**REQUIRED WORK:** Every entry must be copied word for word.

## BEGIN DATA SUPPLIED

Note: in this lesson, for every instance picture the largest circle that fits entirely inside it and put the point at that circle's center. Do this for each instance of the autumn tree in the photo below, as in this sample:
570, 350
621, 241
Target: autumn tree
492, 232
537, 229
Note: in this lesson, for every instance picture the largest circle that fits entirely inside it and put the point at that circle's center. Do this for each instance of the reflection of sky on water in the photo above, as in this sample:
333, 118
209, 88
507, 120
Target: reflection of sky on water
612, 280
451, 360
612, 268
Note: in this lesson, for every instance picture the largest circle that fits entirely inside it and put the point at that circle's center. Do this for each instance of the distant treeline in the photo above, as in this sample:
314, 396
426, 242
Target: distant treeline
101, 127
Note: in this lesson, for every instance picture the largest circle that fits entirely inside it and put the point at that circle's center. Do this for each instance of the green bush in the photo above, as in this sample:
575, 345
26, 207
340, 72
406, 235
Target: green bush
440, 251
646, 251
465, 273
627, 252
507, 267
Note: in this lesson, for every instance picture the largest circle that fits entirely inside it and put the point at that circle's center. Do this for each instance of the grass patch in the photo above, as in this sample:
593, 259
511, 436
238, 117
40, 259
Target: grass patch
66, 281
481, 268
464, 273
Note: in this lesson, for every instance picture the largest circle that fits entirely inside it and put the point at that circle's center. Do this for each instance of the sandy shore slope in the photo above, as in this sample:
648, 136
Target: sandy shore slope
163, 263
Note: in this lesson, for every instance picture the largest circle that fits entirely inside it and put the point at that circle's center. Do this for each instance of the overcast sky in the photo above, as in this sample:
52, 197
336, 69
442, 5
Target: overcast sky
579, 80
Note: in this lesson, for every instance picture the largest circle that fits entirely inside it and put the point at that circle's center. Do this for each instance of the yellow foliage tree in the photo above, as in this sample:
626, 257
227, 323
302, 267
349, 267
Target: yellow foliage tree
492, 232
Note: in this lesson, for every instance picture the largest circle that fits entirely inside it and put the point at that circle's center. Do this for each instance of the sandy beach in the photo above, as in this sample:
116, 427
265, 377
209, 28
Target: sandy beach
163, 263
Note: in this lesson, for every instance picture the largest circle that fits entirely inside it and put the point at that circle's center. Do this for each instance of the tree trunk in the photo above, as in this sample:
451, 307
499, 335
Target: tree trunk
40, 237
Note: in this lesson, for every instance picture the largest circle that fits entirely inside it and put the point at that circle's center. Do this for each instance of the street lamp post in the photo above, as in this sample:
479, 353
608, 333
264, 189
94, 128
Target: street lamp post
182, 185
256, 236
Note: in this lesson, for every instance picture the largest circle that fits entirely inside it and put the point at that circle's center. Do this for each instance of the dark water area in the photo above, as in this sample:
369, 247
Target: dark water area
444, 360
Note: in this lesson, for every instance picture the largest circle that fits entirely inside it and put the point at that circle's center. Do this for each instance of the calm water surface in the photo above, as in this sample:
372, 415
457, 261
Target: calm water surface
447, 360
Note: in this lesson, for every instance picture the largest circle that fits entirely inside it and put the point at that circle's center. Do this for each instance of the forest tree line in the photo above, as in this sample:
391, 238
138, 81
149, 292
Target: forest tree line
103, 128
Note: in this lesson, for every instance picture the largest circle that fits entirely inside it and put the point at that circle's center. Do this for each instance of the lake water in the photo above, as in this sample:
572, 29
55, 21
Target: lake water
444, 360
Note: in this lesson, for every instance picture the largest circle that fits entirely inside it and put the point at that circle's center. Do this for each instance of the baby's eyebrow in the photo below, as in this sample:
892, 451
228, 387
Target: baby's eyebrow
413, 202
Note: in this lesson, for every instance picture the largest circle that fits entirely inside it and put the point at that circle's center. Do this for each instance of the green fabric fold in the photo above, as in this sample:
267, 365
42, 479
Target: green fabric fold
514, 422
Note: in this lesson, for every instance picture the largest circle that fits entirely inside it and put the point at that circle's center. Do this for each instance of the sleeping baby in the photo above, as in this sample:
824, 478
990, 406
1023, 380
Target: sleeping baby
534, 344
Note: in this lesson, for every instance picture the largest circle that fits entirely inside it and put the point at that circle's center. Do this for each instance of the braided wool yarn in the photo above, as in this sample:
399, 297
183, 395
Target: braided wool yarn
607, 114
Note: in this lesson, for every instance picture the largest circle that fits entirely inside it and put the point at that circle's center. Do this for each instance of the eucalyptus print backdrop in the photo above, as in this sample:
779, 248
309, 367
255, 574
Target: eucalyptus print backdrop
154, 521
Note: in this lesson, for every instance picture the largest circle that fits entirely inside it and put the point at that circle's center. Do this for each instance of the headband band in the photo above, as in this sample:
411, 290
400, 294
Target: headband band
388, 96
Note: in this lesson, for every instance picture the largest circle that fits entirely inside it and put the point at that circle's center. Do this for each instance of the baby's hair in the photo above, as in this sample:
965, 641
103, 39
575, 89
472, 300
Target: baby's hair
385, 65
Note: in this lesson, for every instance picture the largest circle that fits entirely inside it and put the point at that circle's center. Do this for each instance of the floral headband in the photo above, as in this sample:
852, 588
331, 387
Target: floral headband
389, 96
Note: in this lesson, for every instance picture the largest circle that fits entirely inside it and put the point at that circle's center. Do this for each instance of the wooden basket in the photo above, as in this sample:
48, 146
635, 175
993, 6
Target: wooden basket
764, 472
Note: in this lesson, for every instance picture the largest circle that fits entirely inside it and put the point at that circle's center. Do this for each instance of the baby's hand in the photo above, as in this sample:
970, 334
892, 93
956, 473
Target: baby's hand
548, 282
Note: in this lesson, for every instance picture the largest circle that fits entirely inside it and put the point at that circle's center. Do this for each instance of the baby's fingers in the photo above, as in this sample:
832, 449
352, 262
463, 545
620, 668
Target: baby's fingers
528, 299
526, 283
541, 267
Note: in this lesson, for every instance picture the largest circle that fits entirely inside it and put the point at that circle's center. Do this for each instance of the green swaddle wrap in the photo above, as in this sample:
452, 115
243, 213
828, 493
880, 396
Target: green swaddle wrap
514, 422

## END DATA SUPPLIED

**EXERCISE RESPONSE:**
Note: in this lesson, for every instance picture the largest circle that fits entirely inside it and put the point at that circle's center. Do this for each instance of the autumn tree in the photo below, as in this sample:
570, 350
621, 241
Target: autumn tree
492, 232
537, 229
Note: in this lesson, for every instance picture the largest circle that fits entirely inside it and put the point at that circle's center. Do this for each instance of the reflection of sky on water in the photo above, as in this sample:
333, 118
209, 88
507, 120
Target: reflection of sky on water
612, 280
451, 360
612, 268
Note: in this lesson, for every instance picture the largest circle that fits entirely inside it and put the point at that circle's center. Do this for each instance of the distant treeline in the photo above, as in this sample:
314, 396
426, 242
Target: distant treeline
101, 127
Note: in this lesson, for every instance picture the largest circle that fits entirely inside it and put the point at that circle's center. Do this for each instance of the green bush in the photo above, as in this sample:
575, 345
26, 207
340, 72
406, 235
Target: green bush
440, 251
646, 251
465, 273
627, 252
507, 267
Note: in this lesson, for every instance picture the largest circle that fits entirely inside it and put the point at that circle's center. Do this for each instance of the grass patch in the photo above, as in this sample:
593, 259
511, 436
238, 117
40, 259
Target: grass patch
66, 281
481, 268
464, 273
Note: in this lesson, for every instance picture the largest circle that fits entirely inside it and put the point at that circle's center. Do this for each instance of the sandy shore slope in the photo above, as in this sample:
648, 136
Target: sandy shore slope
163, 263
Note: in this lesson, for every instance picture the largest circle that fits entirely inside it and put the point at that circle's center. Do this for each instance of the overcast sky in the photo above, as in this sample:
52, 197
336, 69
442, 5
Target: overcast sky
579, 80
Note: in this lesson, for every instance picture the largest circle that fits entirely inside it and put the point at that circle's center. Do this for each instance of the yellow foliage tree in the photo above, as in this sample:
626, 257
227, 323
302, 267
349, 267
Target: yellow foliage tree
492, 232
Note: in this lesson, for every instance picture the largest circle that fits entirely inside it and put the point at that circle's center. Do this for each instance of the sandy beach in the photo above, as in this sample:
116, 427
265, 377
209, 28
Target: sandy beach
163, 263
Note: in this lesson, for every instance picture the largest circle that fits entirely inside it and put the point at that circle's center. Do this for each instance of the tree trunk in the photo above, as in this sample:
451, 307
499, 335
Target: tree trunk
40, 237
Note: in this lesson, for every instance picture the largest circle that fits entirely inside it and put the point at that circle's center. Do this for each instance of the street lamp post in the photo above, as in this sample:
479, 353
608, 333
264, 189
94, 128
Target: street lamp post
182, 185
256, 236
Note: in this lesson, for every instance picture the largest circle that fits entirely inside it and put the point at that circle's center. Do this for each instance of the dark water area in the photo above, as in this sample:
369, 247
Target: dark water area
444, 360
Note: in this lesson, for every instance picture the largest circle that fits entirely inside it and put the point at that circle's center. Do this for each instance of the calm water surface in the photo above, as in this sample:
372, 415
457, 261
Target: calm water surface
447, 360
Note: in this lesson, for every instance picture the largest circle that fits entirely inside it and put the point at that circle's center. Do this for each instance of the forest tree line in the photo above, as in this sample:
391, 238
138, 81
149, 292
Target: forest tree line
103, 128
Note: in this lesson, for every instance picture the largest circle that fits entirely inside it and put the point at that circle's center. Do this for each instance of the lake water in the photo above, as in this sample:
572, 29
55, 21
Target: lake water
444, 360
Note: in this lesson, for every instance picture the largest circle that fits entirely inside it and put the point at that circle's center. Do this for each instance of the baby's eyebrow in the photo below, as in this sample:
892, 451
228, 387
Target: baby's eyebrow
413, 202
Note: in this lesson, for every instance picture the largest circle that fits entirely inside it and put the point at that circle's center. Do this for each instance of the green fabric fold in the photo above, as in this sample:
267, 365
42, 479
Target: green fabric fold
514, 422
Note: in this lesson, for every instance picture the largest circle that fits entirely inside it and put the point at that circle's center. Do this for each instance of the sleeping baby in the photo above, as in this sample:
824, 478
990, 406
1023, 380
Target: sleeping baby
534, 344
Note: in this lesson, for every instance picture the largest circle that fits entirely inside it and put the point at that circle's center. Do this for each instance of the braided wool yarn in the photo above, as in this sample:
399, 297
183, 395
Target: braided wool yarn
607, 114
Note: in this lesson, for every instance picture the largest circle that fits entirely inside it and put the point at that circle's center. Do this for each instance of the eucalyptus print backdrop in the photo above, as in this sample:
779, 248
309, 367
255, 574
Target: eucalyptus print backdrop
154, 521
Note: in this lesson, for every instance picture the largest circle that fits entirely inside it and put the point at that circle's center. Do this for each instance of the headband band in the photo above, as in this sample:
411, 290
400, 294
Target: headband band
388, 96
Note: in this lesson, for every instance picture the largest circle that fits entirely inside it and put the point at that circle's center. Do this for each instance of the baby's hair in the photo above, as in this sample:
965, 641
103, 39
575, 89
472, 300
Target: baby's hair
385, 65
Note: in this lesson, for every instance picture the largest circle that fits entirely inside it and put the point at that circle's center. Do this for each instance of the floral headband in the photo above, as in this sample:
852, 588
331, 387
Target: floral headband
389, 96
Note: in this lesson, for every instance picture the largest circle that fits entirely inside it and put the point at that circle's center. Do this for each instance of the wooden basket in the photo above, as in this sample:
48, 146
635, 175
993, 6
Target: wooden basket
764, 472
Note: in this lesson, for every instance picture the largest circle that fits entirely inside it and put the point at that circle's center. Do this for each instance of the baby's hand in the photo above, as in this sample:
970, 334
892, 93
956, 473
Target: baby's hand
548, 282
Note: in this lesson, for every instance picture the largest circle that fits entirely inside it and put the point at that circle's center. Do this for each instance of the baby's fingers in the photo above, as in this sample:
832, 449
352, 262
463, 545
620, 668
Target: baby's fingers
528, 299
526, 283
541, 267
Note: in this lesson, for every instance picture the largest circle that fits entirely inside it and put the point at that circle's center. Do this for each instance of the green swaddle wrap in the photo above, as in this sample:
452, 115
243, 213
828, 493
880, 396
Target: green swaddle wrap
514, 422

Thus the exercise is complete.